··· DATA FOR PROCESSING ···
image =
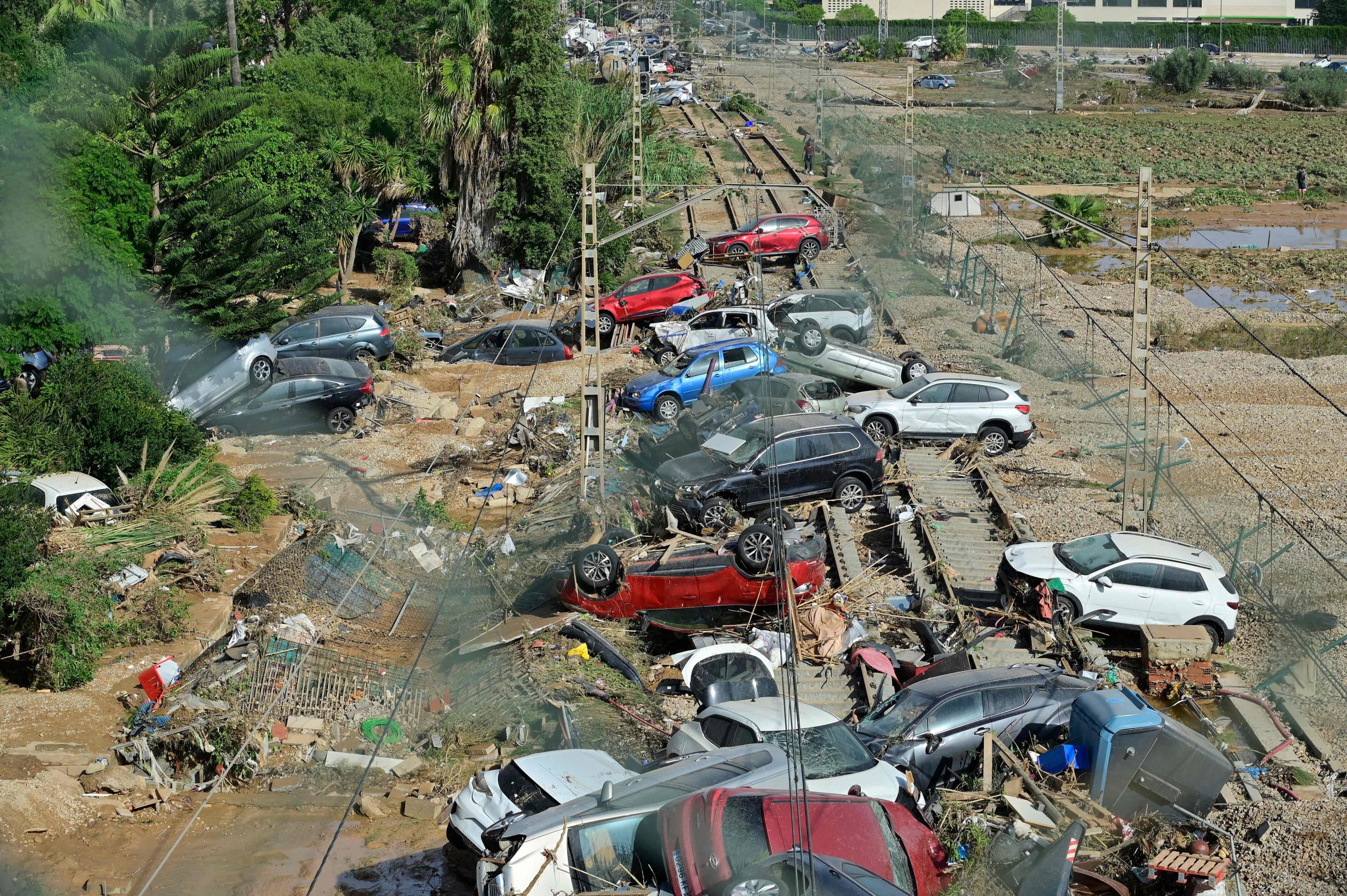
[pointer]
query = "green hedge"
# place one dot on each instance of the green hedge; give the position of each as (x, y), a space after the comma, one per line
(1247, 38)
···
- **WHAT IS REQUIRED**: Repeat the listing above in full, request lines included but the picture left out. Multiply each answer coordinate by 0.8 and round it to a whole number, with halves rounding up.

- **EXERCISE SOLUTION**:
image =
[pointer]
query = "green hedge"
# place one dot on each instance of the green hedge; give the position of each as (x, y), a space after the comma, one per line
(998, 30)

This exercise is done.